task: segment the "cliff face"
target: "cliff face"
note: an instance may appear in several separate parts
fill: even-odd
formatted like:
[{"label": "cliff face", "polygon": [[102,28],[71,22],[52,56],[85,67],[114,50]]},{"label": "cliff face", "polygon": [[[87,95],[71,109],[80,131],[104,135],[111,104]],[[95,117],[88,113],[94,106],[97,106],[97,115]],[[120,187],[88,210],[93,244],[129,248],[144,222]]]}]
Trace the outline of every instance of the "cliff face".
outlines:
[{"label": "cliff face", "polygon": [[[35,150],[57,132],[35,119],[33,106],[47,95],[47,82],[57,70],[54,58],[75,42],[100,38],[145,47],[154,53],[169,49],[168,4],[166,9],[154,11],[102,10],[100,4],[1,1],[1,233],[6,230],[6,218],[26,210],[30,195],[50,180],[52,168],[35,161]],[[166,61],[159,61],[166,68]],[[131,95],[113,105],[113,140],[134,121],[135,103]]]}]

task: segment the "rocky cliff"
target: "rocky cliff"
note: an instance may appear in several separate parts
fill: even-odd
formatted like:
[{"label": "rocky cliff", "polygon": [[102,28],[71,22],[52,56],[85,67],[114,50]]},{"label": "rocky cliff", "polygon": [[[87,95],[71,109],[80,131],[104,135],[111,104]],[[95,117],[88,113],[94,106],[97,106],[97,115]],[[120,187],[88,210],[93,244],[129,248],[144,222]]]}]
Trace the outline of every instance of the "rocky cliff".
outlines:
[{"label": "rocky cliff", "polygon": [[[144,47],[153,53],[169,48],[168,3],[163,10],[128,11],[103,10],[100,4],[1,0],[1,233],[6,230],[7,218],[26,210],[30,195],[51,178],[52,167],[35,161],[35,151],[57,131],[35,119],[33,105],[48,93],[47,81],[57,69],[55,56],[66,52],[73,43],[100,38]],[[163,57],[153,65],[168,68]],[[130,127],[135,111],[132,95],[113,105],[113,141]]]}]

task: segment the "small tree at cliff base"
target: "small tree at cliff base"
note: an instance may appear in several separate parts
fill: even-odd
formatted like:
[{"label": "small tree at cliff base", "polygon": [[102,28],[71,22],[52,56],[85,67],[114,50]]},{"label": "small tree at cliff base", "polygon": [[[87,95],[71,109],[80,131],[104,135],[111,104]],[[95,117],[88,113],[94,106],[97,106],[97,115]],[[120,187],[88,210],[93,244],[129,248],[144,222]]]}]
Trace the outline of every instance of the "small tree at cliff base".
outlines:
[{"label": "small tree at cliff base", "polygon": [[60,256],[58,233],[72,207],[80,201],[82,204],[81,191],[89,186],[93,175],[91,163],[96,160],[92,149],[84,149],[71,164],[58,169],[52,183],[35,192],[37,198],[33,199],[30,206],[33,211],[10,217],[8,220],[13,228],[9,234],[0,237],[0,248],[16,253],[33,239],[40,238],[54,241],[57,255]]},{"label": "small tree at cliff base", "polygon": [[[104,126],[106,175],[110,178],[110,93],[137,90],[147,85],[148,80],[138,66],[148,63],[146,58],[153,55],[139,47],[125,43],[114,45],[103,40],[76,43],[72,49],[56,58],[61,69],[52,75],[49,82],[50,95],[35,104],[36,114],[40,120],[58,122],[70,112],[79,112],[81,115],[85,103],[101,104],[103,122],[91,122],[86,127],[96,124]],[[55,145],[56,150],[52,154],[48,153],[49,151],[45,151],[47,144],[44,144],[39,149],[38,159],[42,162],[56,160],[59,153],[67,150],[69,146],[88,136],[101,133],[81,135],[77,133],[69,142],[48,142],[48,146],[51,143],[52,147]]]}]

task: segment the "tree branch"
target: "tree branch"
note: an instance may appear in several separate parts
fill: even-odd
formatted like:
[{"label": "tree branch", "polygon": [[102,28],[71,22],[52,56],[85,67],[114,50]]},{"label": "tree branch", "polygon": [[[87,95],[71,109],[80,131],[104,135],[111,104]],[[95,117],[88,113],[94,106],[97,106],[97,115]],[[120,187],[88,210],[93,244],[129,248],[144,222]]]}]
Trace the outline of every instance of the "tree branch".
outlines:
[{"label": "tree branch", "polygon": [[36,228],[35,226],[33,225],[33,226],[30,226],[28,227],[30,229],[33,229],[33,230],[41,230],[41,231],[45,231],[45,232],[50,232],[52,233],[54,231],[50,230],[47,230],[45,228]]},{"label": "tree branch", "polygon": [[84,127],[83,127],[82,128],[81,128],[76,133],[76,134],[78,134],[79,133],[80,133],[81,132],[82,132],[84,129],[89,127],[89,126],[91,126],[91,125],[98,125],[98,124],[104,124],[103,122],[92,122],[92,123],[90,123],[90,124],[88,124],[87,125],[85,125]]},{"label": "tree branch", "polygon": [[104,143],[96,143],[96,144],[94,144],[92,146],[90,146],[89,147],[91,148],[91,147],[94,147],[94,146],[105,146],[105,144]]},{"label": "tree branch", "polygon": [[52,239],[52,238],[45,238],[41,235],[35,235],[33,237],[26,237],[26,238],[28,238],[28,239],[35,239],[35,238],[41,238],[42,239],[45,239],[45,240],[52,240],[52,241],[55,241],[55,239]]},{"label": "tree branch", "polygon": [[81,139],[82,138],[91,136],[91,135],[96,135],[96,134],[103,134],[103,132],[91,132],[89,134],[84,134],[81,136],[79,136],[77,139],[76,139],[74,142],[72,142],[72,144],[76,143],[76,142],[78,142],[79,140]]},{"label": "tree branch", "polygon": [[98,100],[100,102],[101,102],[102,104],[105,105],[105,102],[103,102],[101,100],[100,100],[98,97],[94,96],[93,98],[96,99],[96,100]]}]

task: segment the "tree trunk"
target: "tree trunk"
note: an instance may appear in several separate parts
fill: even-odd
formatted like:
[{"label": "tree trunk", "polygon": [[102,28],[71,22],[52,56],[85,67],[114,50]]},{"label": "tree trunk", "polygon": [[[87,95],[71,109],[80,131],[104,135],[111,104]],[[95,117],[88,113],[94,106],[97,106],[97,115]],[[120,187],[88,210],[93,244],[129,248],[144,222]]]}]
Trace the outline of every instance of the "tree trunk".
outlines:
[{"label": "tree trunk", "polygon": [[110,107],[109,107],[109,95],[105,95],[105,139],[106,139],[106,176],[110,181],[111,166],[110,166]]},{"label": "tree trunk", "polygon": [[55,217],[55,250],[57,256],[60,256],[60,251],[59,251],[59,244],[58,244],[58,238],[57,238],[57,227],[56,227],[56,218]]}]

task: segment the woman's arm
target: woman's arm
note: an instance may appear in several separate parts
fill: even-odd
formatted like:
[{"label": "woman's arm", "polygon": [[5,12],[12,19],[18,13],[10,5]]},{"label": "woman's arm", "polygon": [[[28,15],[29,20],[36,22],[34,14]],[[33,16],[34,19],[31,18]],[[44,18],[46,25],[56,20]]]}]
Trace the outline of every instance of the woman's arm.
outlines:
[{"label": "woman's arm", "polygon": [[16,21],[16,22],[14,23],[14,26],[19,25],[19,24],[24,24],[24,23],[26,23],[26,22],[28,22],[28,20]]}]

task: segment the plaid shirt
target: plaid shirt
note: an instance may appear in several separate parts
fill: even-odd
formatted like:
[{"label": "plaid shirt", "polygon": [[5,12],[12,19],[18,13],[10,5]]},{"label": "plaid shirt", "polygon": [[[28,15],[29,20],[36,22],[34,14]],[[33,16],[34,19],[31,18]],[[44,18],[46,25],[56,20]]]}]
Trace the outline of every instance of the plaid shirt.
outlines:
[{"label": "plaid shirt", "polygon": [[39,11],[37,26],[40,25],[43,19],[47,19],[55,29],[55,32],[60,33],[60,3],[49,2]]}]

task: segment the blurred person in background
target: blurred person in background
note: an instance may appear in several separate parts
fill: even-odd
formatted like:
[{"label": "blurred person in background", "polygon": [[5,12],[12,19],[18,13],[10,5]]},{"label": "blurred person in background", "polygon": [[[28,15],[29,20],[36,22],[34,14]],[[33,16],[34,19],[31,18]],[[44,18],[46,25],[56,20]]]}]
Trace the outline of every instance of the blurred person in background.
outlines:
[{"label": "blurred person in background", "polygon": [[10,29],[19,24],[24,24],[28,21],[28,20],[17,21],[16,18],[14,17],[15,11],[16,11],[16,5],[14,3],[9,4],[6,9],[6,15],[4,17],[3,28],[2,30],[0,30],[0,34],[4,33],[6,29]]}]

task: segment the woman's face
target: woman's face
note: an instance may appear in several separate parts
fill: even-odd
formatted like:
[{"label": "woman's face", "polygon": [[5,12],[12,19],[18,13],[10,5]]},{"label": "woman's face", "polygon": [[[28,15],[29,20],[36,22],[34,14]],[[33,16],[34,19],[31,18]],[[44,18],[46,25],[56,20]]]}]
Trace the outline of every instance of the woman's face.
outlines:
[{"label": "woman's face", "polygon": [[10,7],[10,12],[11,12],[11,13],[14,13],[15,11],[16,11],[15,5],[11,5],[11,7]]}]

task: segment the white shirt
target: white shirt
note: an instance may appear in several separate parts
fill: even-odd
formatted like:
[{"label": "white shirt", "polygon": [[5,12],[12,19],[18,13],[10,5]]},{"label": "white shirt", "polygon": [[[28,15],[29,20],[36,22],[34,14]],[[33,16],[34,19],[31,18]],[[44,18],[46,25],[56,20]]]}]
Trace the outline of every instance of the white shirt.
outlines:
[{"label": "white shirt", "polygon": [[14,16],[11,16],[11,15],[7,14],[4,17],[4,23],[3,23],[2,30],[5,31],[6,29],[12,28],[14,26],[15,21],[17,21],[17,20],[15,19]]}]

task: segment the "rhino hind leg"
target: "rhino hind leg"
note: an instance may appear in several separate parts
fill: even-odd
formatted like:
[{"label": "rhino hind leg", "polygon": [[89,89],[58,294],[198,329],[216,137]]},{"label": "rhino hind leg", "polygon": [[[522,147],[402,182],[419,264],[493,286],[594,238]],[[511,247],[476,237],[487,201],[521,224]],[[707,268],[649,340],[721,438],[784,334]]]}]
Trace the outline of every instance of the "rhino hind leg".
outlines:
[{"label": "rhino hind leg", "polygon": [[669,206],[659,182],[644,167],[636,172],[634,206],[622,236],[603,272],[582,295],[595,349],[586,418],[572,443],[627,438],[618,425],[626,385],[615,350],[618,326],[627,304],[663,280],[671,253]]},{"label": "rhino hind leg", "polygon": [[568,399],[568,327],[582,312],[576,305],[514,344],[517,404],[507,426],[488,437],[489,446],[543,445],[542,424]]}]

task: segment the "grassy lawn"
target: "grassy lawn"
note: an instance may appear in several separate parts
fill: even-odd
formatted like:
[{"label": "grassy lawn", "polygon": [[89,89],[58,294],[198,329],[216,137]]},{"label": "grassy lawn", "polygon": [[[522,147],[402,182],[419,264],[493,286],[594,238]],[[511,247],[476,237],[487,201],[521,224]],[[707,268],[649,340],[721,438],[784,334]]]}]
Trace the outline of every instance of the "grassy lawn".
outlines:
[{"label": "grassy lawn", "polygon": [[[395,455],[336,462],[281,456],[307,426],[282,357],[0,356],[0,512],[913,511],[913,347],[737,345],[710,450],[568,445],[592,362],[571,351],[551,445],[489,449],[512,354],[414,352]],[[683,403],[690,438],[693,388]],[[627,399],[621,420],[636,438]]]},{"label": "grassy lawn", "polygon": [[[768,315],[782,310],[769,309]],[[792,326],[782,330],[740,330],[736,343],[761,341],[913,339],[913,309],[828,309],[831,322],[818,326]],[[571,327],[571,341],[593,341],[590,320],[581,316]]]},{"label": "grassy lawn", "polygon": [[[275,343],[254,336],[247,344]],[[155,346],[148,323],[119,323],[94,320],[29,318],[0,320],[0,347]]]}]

#### [Problem to work on]
Please find every line in the records that contains the word "trunk" and copy each of those lines. Case counts.

#### [Solution to the exercise]
task: segment the "tree trunk"
target: "tree trunk"
[{"label": "tree trunk", "polygon": [[102,28],[71,22],[52,56],[85,67],[114,50]]},{"label": "tree trunk", "polygon": [[[87,95],[71,109],[80,131],[104,135],[111,104]],[[95,117],[88,113],[94,106],[97,106],[97,115]],[[120,187],[88,210],[93,244],[129,248],[144,222]]]}]
Trace the outline of every instance of the "tree trunk".
[{"label": "tree trunk", "polygon": [[110,107],[109,107],[109,95],[105,95],[105,139],[106,139],[106,176],[110,181],[111,166],[110,166]]},{"label": "tree trunk", "polygon": [[55,217],[55,250],[57,256],[60,256],[60,251],[59,251],[59,244],[58,244],[58,238],[57,238],[57,227],[56,227],[56,218]]}]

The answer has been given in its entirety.